***** Vorgegebener Text *****

# Mein kleiner Teich



## chrisgruebl (15. Apr. 2008)

Servus

Nun wurde er doch endlich angelegt der Teich (Teich wurde im Kopf schon vor Jahren gebaut) , wurde zwar kleiner wie mal gedacht und 'nur' ein Naturteich (geplant), aber jetzt kommen auch ein paar Fische rein.

Von der größe her ist er ca. 6x3 meter, 1/3 davon ist 'Flachwasser' bzw. Sumpfbereich, weiters noch ein kleiner Bachlauf mit ca. 5m Länge (in Bau)

Ein paar erste Bilder gibt es schon, aber das 'einpflanzen' etc. ist aktuell wieder verschoben (bei 5 Grad und Regen macht es keinen Spaß... :-( )

Weiters fehlen auch so noch einige Sachen rundherum, aber das Wetter wird ja hoffentlich mal wieder besser, dann geht es da auch weiter...

Foto 


Dann werden hoffentlich auch die Pflanzen mal 'gas geben', bin schon neugerig wie es sich entwickeln wird.


----------



## Eugen (15. Apr. 2008)

*AW: Mein kleiner Teich*

Hallo Chris,

scheint ein schönes Teichlein zu werden.  

Auf dem Bild sieht es so aus,als ob noch Wasser fehlen würde.
Dann sitzen für mein Dafürhalten die Sumpfdotterblumen zu tief.
Wenn sie nur "sumpfig" stehen, werden sie sich noch viel besser entwickeln.


----------



## chrisgruebl (15. Apr. 2008)

***** Vorgegebene Einträge *****

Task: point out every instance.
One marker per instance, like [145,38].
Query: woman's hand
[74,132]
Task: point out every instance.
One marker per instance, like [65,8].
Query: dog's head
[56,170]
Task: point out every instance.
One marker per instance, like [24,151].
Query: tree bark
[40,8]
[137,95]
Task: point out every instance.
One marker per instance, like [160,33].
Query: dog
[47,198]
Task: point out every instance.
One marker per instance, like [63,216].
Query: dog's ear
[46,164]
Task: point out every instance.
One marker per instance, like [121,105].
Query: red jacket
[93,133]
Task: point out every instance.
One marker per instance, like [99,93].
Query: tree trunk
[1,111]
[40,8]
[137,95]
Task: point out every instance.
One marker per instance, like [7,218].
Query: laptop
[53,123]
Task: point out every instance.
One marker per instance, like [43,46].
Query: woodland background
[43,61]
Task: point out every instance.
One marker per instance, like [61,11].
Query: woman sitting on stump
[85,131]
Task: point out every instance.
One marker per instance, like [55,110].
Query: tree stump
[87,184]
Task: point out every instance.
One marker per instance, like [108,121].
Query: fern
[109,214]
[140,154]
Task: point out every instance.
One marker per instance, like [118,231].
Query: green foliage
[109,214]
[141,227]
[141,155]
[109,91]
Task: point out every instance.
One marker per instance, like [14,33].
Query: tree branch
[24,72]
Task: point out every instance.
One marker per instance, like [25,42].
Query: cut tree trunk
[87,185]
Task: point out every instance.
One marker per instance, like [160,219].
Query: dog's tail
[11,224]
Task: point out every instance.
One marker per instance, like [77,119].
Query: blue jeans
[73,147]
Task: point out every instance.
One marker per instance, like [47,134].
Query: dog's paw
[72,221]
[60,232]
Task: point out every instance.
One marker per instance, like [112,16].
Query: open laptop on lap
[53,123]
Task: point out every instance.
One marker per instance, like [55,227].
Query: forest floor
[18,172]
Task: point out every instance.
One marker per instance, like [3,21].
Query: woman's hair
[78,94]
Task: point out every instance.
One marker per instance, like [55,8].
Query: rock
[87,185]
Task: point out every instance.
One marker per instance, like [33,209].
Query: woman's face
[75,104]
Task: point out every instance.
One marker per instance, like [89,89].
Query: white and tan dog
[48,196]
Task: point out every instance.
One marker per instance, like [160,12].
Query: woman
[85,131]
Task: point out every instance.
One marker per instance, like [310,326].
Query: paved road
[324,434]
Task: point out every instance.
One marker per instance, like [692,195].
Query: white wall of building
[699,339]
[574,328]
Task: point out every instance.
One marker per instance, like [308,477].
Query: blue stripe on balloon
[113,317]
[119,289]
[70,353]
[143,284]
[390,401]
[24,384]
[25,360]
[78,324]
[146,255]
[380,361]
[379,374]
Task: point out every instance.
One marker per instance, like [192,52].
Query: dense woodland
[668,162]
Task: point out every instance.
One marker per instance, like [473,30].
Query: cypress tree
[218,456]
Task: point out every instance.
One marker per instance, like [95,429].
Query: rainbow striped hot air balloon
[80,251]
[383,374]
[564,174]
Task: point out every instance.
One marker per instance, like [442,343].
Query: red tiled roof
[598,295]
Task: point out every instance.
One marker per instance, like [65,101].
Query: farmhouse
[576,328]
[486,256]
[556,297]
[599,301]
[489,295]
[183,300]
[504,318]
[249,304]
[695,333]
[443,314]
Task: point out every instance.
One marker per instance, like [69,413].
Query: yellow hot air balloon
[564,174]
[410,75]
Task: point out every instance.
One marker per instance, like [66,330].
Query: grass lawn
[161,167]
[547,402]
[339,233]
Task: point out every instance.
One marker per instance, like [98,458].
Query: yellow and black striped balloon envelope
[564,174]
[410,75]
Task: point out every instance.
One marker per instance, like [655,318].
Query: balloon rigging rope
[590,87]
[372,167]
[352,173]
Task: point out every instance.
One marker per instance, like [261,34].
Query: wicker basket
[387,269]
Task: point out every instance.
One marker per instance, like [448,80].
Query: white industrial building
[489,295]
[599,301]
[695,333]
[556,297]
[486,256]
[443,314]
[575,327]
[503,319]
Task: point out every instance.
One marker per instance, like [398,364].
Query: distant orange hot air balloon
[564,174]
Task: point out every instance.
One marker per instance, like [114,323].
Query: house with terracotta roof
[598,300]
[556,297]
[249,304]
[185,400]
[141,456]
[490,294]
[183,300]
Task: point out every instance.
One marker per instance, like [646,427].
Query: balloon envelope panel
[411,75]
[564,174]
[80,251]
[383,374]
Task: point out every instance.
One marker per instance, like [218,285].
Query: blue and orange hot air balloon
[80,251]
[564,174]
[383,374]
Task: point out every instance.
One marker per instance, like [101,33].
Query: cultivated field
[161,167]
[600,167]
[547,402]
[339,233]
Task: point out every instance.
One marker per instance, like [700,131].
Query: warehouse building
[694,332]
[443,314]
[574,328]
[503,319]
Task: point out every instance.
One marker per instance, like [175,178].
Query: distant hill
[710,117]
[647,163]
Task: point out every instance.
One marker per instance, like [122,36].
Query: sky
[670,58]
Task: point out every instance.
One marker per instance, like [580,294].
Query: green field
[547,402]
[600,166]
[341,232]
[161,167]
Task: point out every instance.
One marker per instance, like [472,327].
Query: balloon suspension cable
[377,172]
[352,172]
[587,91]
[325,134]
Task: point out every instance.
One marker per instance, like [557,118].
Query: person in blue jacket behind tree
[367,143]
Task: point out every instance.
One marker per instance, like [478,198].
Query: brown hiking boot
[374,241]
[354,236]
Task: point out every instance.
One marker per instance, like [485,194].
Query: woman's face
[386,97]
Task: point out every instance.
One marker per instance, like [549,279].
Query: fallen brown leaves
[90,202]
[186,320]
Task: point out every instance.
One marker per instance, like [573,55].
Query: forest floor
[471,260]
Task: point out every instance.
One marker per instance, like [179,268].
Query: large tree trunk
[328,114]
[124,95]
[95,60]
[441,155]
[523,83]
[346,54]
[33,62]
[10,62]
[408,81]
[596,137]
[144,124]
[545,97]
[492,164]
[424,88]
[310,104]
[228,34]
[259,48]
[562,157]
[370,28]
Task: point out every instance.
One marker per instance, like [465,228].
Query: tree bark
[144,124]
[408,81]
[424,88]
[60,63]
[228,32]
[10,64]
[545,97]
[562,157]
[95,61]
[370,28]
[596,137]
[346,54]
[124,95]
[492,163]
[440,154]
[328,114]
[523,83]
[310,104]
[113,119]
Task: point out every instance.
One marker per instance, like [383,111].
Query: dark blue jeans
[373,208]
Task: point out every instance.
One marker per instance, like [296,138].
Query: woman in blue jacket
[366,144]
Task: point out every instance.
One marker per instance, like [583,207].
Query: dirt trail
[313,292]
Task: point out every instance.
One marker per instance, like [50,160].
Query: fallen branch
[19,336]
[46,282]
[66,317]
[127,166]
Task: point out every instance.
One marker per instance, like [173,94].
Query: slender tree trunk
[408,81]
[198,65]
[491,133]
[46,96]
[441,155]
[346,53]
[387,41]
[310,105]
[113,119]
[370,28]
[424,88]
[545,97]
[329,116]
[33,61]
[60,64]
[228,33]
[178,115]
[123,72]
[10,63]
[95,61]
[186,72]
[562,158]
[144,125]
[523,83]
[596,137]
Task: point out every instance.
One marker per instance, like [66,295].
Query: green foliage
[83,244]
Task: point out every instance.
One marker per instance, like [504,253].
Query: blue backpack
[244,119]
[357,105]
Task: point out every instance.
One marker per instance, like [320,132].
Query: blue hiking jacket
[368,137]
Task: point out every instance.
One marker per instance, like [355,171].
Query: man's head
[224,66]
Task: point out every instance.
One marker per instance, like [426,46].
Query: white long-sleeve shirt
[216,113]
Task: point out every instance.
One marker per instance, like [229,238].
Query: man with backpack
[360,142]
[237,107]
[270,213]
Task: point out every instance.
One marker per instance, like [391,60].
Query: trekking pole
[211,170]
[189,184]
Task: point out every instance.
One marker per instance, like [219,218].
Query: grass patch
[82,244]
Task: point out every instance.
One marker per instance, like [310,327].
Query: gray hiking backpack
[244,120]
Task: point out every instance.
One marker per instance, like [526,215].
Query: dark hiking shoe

*****

**Deine Aufgaben**
1. Wie groß ist der Teich laut dem Text über den Teich ungefähr?
2. Suche in den Einträgen jede Zeile heraus, die die Zeichenfolge „white“ enthält, und schreib sie ab. Achte dabei auf Groß- und Kleinschreibung.

**Lösungen**
1. Etwa 6 x 3 Meter.

2.
Query: white and tan dog
Query: white wall of building
Query: white industrial building
Query: white long-sleeve shirt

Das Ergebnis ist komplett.